There was a lady once, who ran my apartment building in Brooklyn. Her name was Lena and by and large she was a sweet woman with a lot on her shoulders. It seemed she had a son with a mental disability and he would stand on the stoop of my apartment building and watch the world go by. She had another son who aspired to become an engineer and attended college, and a daughter who was the youngest child, sweet and cute as a button and later in life became a nun. Lena and her husband came to America probably in the mid thirties and settled in Brooklyn to raise their family.
Being an immigrant was a hardship enough, learning a language, customs and social necessities of the times made for a difficult life. Italians since the war were being recognized as valuable citizens, the Italians were making every effort to prove that true.
And Lena, who on cold mornings made sure everything in the building was working, shouldered this one responsibility by herself. Her son Henry, a child in a man’s body, would stand in the doorway, in his grey slacks and black shoes, hands in his pants pockets watching children play, from afternoon to sunset. In the summer, one would find him early in the morning seeking something of interest to fill his day. Listening to the cadence of a child skipping rope, the drama of a stickball game being played out in front of him all filled his day. He was in his thirties, and if you left him alone, was a harmless person. Lena would sit nearby in her first-floor apartment, the window next to the entrance and keep an eye on Henry, she needed to protect her child, as big as he was. That was an Italian mamma’s love for her son, no matter what he was like.
Being a youngster, maybe 7 or 8 years of age, I grew up with Henry, as I played on the streets and sidewalk near my apartment. It never occurred to me to pay any attention to him since he was such a simple soul. But one day something happened that changed my life, and in later life I discovered just how profound it was.
I was running around with my friends one sunny afternoon when I ran toward this cellar door that was flush into the sidewalk. The cellar door hid what was actually a lift, the lift went up and as it did, the cellar doors would open slowly. Not paying attention to where I was going, I ran and fell into the lift, causing my pants leg to get caught between the gears of the lift, pulling me in! My leg was about to be mincemeat as I could not shake it from the gears, I started to panic, when suddenly, at the last possible moment, these two giant hands lifted me from certain pain and maybe disability! Henry, in his simplicity, was lifting me away from the gears, away from the danger! To this day, I will remember that. He was maybe a good 45 feet away standing in a doorway, saw my situation and acted immediately! I will never forget that day and that particular moment.
Fast forward about 18 years and here I was with my first child, my daughter Ellen and I was so proud, and my wife of just over a year, holding this special bundle of joy. A few months into Ellen’s young life, we discovered there was something wrong, something terribly wrong! She was not responding well as a newborn, not developing like the others kids her age.
The horrible truth set in and we discovered she had a birth defect, something both my wife and I were the cause of. It seems every one of us on Earth has some recessive gene. According to the genealogist, the chances of both the mother and the father having the same recessive gene was one-in-a-million! It couldn’t be a lotto ticket, that was not our luck. In those days, people sometimes gave up their child to an institution, as the doctors suggested we do, but neither my wife or I would throw our child away, instead we decided that we would take the road of emotional pain and raise her as best we could.

SUPPLIED MATERIAL:
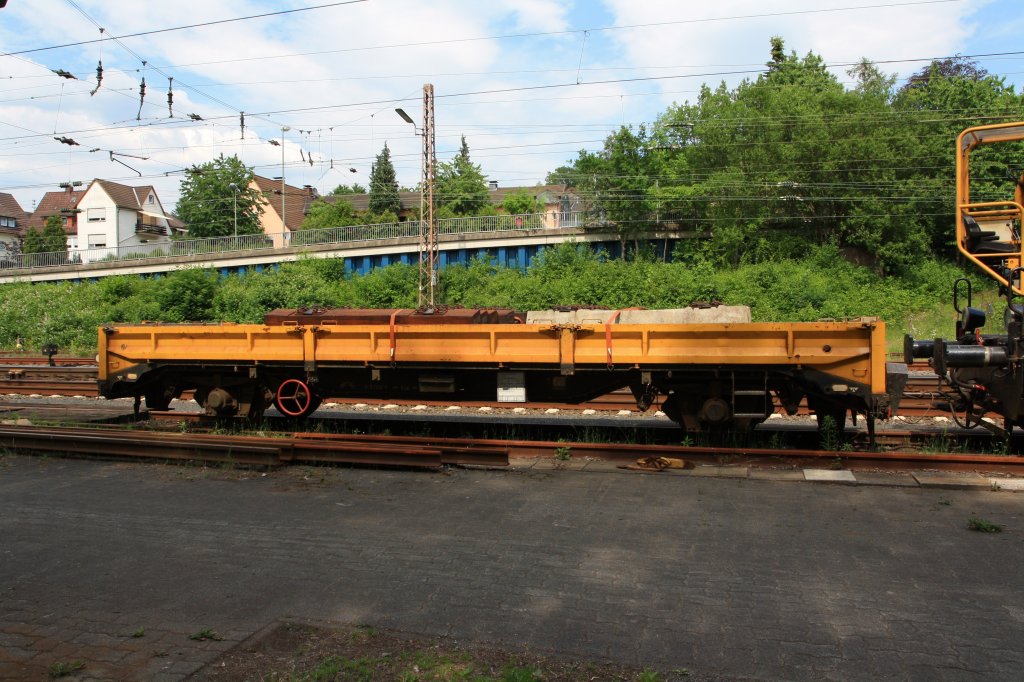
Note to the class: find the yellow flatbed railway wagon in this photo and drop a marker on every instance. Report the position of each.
(705, 374)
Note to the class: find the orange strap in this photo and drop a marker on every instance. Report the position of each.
(607, 332)
(391, 330)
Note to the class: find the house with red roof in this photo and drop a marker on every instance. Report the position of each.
(12, 220)
(57, 203)
(110, 215)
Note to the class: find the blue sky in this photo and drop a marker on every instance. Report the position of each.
(528, 82)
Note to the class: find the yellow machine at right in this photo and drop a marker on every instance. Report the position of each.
(985, 372)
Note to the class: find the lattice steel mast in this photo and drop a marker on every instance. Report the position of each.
(428, 233)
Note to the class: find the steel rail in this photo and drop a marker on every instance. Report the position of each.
(432, 453)
(240, 449)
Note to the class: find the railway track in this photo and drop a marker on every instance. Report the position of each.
(37, 378)
(433, 453)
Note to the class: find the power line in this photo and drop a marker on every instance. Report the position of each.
(195, 26)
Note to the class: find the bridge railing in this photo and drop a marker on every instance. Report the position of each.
(243, 244)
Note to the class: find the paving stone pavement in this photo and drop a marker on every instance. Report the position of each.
(117, 564)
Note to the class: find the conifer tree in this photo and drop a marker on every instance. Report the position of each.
(384, 185)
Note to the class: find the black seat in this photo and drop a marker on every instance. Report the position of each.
(980, 241)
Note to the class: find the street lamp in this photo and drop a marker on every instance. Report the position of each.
(428, 239)
(408, 119)
(235, 204)
(284, 220)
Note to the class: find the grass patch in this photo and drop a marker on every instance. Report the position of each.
(299, 652)
(64, 669)
(983, 525)
(206, 634)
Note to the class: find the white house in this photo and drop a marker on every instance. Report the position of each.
(114, 217)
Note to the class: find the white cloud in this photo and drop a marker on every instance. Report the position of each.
(335, 76)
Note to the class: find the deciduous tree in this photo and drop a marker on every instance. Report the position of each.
(208, 202)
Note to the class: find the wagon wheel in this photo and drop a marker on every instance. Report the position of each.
(295, 398)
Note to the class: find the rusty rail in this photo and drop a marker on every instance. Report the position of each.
(244, 450)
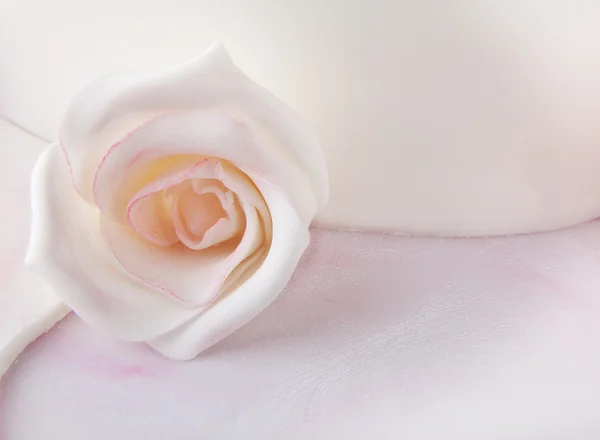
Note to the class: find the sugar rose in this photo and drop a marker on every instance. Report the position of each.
(176, 204)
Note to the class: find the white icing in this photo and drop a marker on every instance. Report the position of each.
(28, 306)
(107, 203)
(463, 117)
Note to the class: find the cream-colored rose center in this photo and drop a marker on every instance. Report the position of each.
(189, 205)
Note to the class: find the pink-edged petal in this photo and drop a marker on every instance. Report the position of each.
(200, 224)
(150, 217)
(67, 248)
(147, 211)
(115, 107)
(197, 133)
(193, 277)
(249, 298)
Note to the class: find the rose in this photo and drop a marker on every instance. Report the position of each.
(176, 204)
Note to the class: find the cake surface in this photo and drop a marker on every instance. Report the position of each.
(469, 118)
(375, 336)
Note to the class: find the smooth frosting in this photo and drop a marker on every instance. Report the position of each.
(450, 118)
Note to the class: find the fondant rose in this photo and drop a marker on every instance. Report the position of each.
(177, 203)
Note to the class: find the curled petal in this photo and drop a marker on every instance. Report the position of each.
(248, 298)
(66, 247)
(115, 107)
(193, 135)
(194, 277)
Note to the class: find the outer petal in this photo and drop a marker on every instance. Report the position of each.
(113, 107)
(67, 249)
(189, 135)
(245, 301)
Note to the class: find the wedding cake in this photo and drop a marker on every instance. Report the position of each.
(191, 146)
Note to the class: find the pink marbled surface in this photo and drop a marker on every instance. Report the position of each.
(375, 337)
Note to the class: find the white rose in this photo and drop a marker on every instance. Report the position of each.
(177, 203)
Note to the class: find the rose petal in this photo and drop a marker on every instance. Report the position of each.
(194, 222)
(115, 106)
(66, 247)
(248, 299)
(192, 134)
(194, 277)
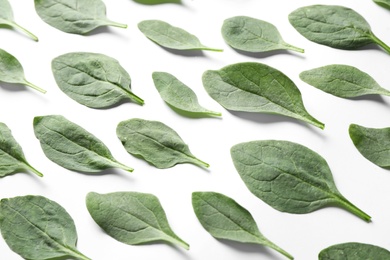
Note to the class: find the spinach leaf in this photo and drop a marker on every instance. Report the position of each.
(12, 159)
(178, 95)
(132, 218)
(11, 71)
(343, 81)
(334, 26)
(171, 37)
(37, 228)
(72, 147)
(353, 251)
(156, 143)
(256, 87)
(372, 143)
(7, 18)
(253, 35)
(289, 177)
(77, 16)
(92, 79)
(224, 218)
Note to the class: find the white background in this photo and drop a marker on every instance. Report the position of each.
(210, 139)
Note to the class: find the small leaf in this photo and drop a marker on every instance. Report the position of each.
(72, 147)
(12, 159)
(77, 16)
(92, 79)
(11, 71)
(353, 251)
(156, 143)
(37, 228)
(253, 35)
(343, 81)
(289, 177)
(132, 218)
(256, 87)
(171, 37)
(224, 218)
(7, 18)
(178, 95)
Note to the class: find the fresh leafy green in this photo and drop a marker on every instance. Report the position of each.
(354, 251)
(289, 177)
(256, 87)
(92, 79)
(171, 37)
(156, 143)
(372, 143)
(334, 26)
(178, 95)
(11, 71)
(343, 81)
(37, 228)
(132, 218)
(224, 218)
(7, 18)
(253, 35)
(12, 159)
(72, 147)
(76, 16)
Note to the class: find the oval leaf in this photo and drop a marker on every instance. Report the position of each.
(334, 26)
(178, 95)
(72, 147)
(171, 37)
(256, 87)
(156, 143)
(12, 158)
(132, 218)
(343, 81)
(353, 251)
(77, 16)
(224, 218)
(253, 35)
(92, 79)
(37, 228)
(289, 177)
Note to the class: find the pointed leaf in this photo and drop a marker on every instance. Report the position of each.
(72, 147)
(256, 87)
(253, 35)
(156, 143)
(92, 79)
(132, 218)
(224, 218)
(289, 177)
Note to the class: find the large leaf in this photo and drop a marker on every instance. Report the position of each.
(289, 177)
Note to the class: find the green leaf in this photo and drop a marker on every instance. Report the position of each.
(72, 147)
(256, 87)
(37, 228)
(178, 95)
(253, 35)
(334, 26)
(156, 143)
(132, 218)
(12, 159)
(171, 37)
(372, 143)
(224, 218)
(354, 251)
(92, 79)
(343, 81)
(7, 18)
(11, 71)
(289, 177)
(76, 16)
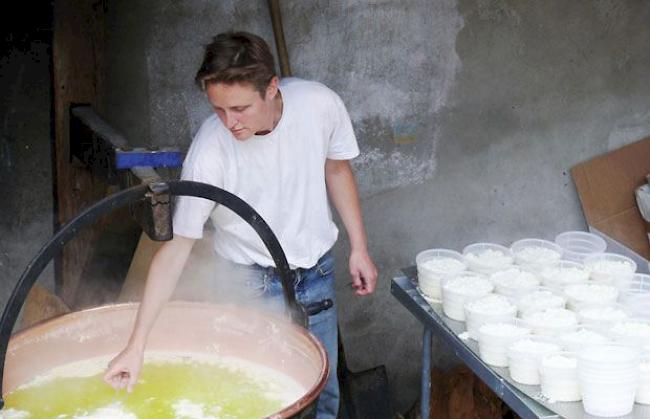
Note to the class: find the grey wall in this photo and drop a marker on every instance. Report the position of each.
(469, 115)
(25, 157)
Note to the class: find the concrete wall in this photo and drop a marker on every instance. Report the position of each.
(469, 115)
(25, 154)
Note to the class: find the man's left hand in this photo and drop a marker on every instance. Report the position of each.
(363, 272)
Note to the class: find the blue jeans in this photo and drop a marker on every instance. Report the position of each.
(311, 285)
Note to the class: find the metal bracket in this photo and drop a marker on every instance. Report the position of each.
(106, 152)
(153, 213)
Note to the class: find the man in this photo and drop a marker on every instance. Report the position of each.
(281, 147)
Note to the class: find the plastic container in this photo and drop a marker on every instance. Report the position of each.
(536, 254)
(487, 258)
(462, 288)
(551, 322)
(494, 339)
(563, 274)
(643, 390)
(525, 356)
(579, 244)
(602, 318)
(609, 376)
(559, 377)
(636, 296)
(433, 266)
(489, 309)
(514, 282)
(578, 339)
(633, 332)
(539, 299)
(610, 269)
(590, 295)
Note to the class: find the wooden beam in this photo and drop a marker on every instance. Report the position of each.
(77, 63)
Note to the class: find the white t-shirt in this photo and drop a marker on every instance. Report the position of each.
(280, 174)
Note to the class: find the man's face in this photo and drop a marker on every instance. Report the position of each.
(242, 109)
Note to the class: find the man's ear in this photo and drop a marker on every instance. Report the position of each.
(272, 88)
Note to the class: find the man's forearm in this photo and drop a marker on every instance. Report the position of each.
(343, 192)
(164, 272)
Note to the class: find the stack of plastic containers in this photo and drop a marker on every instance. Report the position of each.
(634, 332)
(577, 245)
(538, 300)
(636, 296)
(563, 274)
(602, 318)
(590, 295)
(433, 266)
(576, 340)
(536, 254)
(494, 339)
(610, 269)
(462, 288)
(643, 390)
(551, 321)
(487, 258)
(559, 377)
(514, 282)
(489, 309)
(524, 358)
(608, 375)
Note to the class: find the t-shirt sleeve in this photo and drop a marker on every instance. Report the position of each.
(343, 143)
(191, 213)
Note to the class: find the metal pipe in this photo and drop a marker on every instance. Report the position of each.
(278, 33)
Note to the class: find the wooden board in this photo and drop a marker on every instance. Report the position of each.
(606, 186)
(77, 54)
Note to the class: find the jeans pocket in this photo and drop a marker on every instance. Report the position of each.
(325, 265)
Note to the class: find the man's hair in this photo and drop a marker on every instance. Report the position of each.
(237, 57)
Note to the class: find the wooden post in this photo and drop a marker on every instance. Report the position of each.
(77, 63)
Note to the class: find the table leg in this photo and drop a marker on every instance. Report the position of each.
(426, 374)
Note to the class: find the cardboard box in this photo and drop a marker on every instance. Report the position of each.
(606, 186)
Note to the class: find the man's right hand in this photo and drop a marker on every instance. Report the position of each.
(124, 370)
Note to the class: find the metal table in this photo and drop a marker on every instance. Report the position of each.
(524, 400)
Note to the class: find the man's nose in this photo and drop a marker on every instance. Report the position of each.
(231, 121)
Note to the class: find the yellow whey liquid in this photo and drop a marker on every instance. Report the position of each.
(170, 386)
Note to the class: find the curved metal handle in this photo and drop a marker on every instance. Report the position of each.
(108, 204)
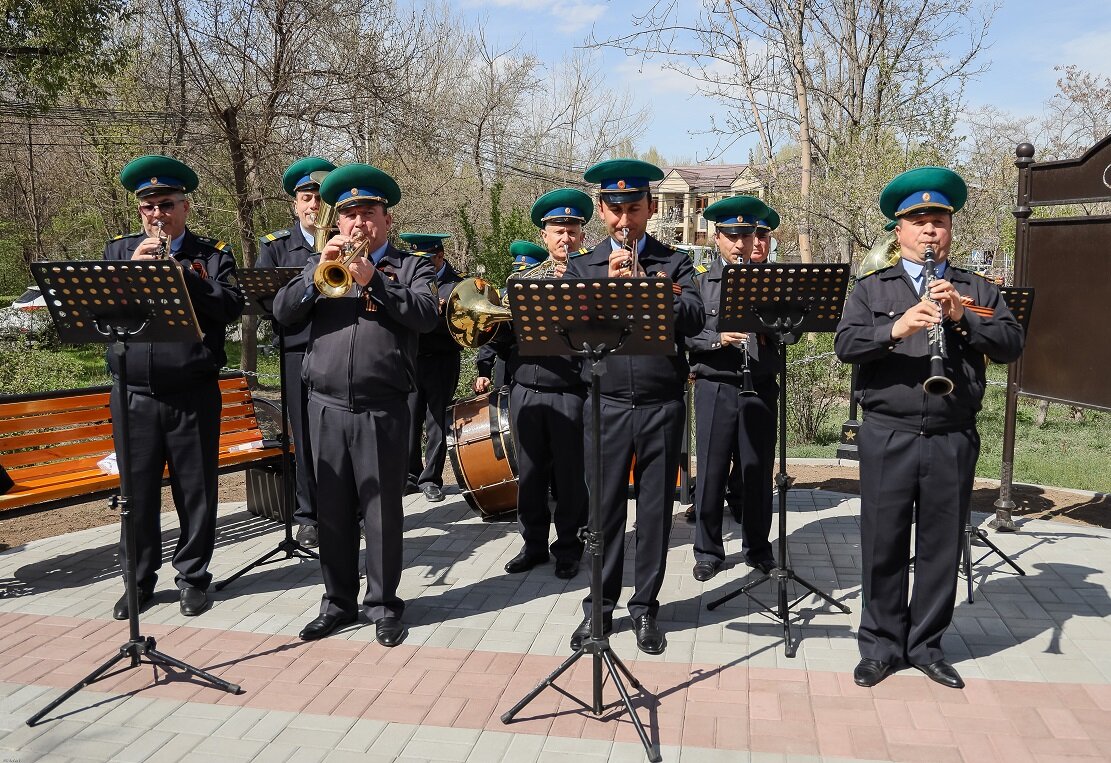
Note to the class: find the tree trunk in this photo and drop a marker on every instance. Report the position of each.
(244, 214)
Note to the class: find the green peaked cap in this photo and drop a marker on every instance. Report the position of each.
(156, 173)
(424, 242)
(297, 177)
(923, 188)
(359, 183)
(736, 211)
(563, 203)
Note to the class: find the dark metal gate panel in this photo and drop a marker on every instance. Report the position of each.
(1068, 351)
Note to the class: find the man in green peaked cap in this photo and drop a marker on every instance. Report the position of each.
(546, 400)
(436, 379)
(736, 397)
(918, 445)
(173, 394)
(291, 248)
(360, 367)
(642, 410)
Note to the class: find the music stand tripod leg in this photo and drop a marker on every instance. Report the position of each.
(289, 545)
(598, 645)
(137, 644)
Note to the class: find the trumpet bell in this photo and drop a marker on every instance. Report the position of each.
(883, 254)
(473, 313)
(332, 279)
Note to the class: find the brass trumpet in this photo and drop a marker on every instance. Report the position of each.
(163, 240)
(332, 277)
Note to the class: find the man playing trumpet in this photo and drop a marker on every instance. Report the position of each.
(291, 248)
(546, 401)
(918, 451)
(359, 368)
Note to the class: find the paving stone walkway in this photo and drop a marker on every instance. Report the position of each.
(1036, 652)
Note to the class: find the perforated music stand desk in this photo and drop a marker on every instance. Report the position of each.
(786, 300)
(119, 302)
(259, 287)
(593, 319)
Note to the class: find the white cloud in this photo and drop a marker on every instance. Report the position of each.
(574, 17)
(1089, 51)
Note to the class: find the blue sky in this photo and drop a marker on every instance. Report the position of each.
(1028, 39)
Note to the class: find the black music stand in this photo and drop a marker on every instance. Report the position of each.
(259, 285)
(786, 300)
(1020, 300)
(593, 319)
(114, 303)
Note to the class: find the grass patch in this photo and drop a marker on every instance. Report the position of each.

ACTIVITIES:
• a. Answer these questions from the memoir:
(i) What was the name of Lena's son who stood in the doorway?
(ii) About how far away was he standing when he saw the narrator caught in the lift?
(iii) According to the genealogist, what were the chances of both parents having the same recessive gene?
• b. Rewrite the memoir from "Fast forward about" to "kids her age.", swapping "newborn" for "infant".
The material is not needed here.

SOLUTION LIST:
• a.
(i) Henry
(ii) Maybe a good 45 feet
(iii) One-in-a-million

• b.
Fast forward about 18 years and here I was with my first child, my daughter Ellen and I was so proud, and my wife of just over a year, holding this special bundle of joy. A few months into Ellen’s young life, we discovered there was something wrong, something terribly wrong! She was not responding well as a infant, not developing like the others kids her age.